Task A: List every right that the essay on the 250th anniversary says the signers of the Declaration of Independence had no intention of giving the majority of us.

Selected passage:
********************
It’s the 250th anniversary. What are we celebrating exactly?

We’re coming up on the 250th anniversary of the signing of the Declaration of Independence. In many ways, inadvertently and with blinding ignorance, the MAGA regime holding an Ultimate Fighting match on the south lawn of the White House to celebrate our country’s anniversary is strangely allegorical, because we have literally been fighting for our freedom this whole time, and largely, we’ve been doing battle with people like Trump. To be fair, the signatories of the Declaration of Independence were much smarter than the control freaks we have to contend with today, but let’s not kid ourselves, they had no intention of giving the majority of us the right to life, liberty and the pursuit of happiness. It’s kind of romantic (I’ve done it) to think that Jefferson might have meant ‘people’ when he wrote that All Men Are Created Equal, and that in his mind, someday it would apply to everyone. But the evidence just doesn’t support that theory. So, as you study American history and the rise of modern representative governments everywhere, keep in mind that it was not people like Jefferson who brought about what any of us modern Sapiens would consider to be a democracy; it was the people who took what Jefferson had said and made it real. The same people that Jefferson had never intended to be included in his vision of freedom.
********************
Dataset entries:

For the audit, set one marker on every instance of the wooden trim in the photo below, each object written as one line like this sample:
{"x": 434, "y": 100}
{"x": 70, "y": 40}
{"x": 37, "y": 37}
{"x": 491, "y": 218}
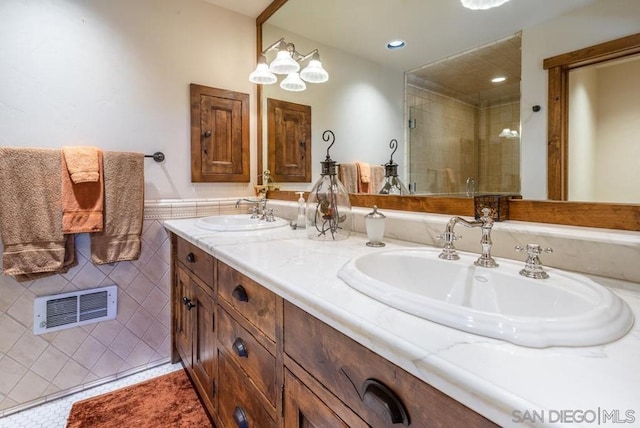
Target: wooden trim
{"x": 558, "y": 105}
{"x": 602, "y": 52}
{"x": 266, "y": 14}
{"x": 584, "y": 214}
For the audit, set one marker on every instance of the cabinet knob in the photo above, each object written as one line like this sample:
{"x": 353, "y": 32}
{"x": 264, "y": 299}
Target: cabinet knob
{"x": 187, "y": 302}
{"x": 241, "y": 418}
{"x": 240, "y": 348}
{"x": 240, "y": 294}
{"x": 384, "y": 402}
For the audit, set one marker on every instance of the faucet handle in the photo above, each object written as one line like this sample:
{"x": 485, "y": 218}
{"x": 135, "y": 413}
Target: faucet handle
{"x": 443, "y": 237}
{"x": 533, "y": 266}
{"x": 269, "y": 215}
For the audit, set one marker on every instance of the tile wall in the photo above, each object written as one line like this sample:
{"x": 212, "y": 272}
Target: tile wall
{"x": 38, "y": 368}
{"x": 453, "y": 140}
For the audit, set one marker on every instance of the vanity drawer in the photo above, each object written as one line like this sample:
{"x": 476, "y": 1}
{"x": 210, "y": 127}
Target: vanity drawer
{"x": 248, "y": 298}
{"x": 236, "y": 402}
{"x": 196, "y": 260}
{"x": 366, "y": 382}
{"x": 248, "y": 354}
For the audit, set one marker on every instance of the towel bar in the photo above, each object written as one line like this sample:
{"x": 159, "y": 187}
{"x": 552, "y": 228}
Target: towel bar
{"x": 157, "y": 156}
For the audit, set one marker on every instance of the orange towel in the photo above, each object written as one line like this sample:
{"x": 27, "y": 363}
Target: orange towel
{"x": 364, "y": 177}
{"x": 82, "y": 203}
{"x": 83, "y": 163}
{"x": 31, "y": 215}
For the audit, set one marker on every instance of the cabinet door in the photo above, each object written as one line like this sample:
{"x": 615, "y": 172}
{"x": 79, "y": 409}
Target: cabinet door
{"x": 289, "y": 141}
{"x": 303, "y": 409}
{"x": 183, "y": 329}
{"x": 204, "y": 345}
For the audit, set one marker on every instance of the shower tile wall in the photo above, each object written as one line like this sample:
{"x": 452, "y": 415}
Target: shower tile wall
{"x": 443, "y": 144}
{"x": 499, "y": 157}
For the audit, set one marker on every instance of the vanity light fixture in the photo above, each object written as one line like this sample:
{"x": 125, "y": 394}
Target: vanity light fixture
{"x": 396, "y": 44}
{"x": 482, "y": 4}
{"x": 287, "y": 61}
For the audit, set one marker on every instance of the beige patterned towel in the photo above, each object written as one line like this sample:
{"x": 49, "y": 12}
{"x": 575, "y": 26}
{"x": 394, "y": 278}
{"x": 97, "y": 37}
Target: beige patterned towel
{"x": 31, "y": 213}
{"x": 123, "y": 175}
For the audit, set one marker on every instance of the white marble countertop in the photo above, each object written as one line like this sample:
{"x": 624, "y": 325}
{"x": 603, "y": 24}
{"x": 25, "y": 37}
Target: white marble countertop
{"x": 509, "y": 384}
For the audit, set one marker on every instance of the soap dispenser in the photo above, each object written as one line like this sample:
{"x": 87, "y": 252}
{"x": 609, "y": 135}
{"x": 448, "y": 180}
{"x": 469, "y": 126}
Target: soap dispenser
{"x": 374, "y": 223}
{"x": 302, "y": 218}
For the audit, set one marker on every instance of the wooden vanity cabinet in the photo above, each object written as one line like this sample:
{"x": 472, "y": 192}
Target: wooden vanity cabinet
{"x": 194, "y": 305}
{"x": 259, "y": 361}
{"x": 249, "y": 371}
{"x": 379, "y": 392}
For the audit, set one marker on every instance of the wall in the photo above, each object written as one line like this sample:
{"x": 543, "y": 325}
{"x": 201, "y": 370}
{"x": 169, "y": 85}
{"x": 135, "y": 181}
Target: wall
{"x": 115, "y": 74}
{"x": 443, "y": 144}
{"x": 583, "y": 97}
{"x": 600, "y": 21}
{"x": 362, "y": 103}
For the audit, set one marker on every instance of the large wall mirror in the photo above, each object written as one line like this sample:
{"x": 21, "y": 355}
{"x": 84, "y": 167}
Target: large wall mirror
{"x": 594, "y": 148}
{"x": 366, "y": 114}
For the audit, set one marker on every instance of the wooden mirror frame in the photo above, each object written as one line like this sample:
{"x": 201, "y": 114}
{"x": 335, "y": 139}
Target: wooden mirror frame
{"x": 589, "y": 214}
{"x": 558, "y": 113}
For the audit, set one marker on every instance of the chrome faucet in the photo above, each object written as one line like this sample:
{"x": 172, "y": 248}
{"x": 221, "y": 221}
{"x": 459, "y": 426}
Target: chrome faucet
{"x": 485, "y": 223}
{"x": 259, "y": 210}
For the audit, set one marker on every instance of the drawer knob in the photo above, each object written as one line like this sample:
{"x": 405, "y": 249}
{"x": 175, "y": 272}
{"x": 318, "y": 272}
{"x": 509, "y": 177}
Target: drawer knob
{"x": 384, "y": 402}
{"x": 240, "y": 294}
{"x": 187, "y": 302}
{"x": 241, "y": 418}
{"x": 240, "y": 348}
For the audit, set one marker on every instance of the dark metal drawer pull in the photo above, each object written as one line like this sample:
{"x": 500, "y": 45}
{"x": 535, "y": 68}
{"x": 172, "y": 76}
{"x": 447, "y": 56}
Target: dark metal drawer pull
{"x": 241, "y": 418}
{"x": 240, "y": 348}
{"x": 240, "y": 294}
{"x": 384, "y": 402}
{"x": 187, "y": 302}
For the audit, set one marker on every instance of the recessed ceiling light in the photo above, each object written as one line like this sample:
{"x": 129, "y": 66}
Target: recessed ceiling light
{"x": 395, "y": 44}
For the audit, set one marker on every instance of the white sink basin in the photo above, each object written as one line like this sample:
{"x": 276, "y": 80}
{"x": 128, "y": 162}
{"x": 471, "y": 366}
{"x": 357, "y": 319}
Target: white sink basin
{"x": 564, "y": 310}
{"x": 238, "y": 223}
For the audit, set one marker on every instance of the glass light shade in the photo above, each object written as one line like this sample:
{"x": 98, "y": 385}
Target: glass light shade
{"x": 284, "y": 63}
{"x": 482, "y": 4}
{"x": 328, "y": 212}
{"x": 393, "y": 186}
{"x": 293, "y": 83}
{"x": 262, "y": 76}
{"x": 314, "y": 73}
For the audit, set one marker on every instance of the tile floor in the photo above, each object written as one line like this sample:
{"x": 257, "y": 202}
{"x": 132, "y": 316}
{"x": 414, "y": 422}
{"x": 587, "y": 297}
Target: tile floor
{"x": 54, "y": 414}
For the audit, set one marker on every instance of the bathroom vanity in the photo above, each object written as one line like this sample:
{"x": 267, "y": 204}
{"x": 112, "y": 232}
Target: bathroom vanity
{"x": 272, "y": 337}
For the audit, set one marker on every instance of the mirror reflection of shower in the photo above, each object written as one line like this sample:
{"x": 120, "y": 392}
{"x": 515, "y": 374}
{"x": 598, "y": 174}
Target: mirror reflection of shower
{"x": 464, "y": 128}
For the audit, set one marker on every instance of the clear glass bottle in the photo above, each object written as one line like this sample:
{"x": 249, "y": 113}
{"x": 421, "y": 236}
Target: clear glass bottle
{"x": 392, "y": 185}
{"x": 328, "y": 212}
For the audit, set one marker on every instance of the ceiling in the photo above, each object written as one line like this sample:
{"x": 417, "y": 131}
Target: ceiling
{"x": 251, "y": 8}
{"x": 432, "y": 29}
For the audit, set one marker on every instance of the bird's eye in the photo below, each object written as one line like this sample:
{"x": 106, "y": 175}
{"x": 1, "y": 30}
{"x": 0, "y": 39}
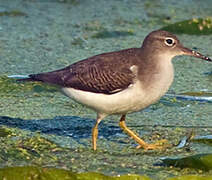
********************
Task B: Count the lines in the records above that contain the string "handle", treating uppercase and lowercase as different, and reply with only the number.

Expected output A:
Life
Liberty
The pursuit of happiness

Expected output B: 2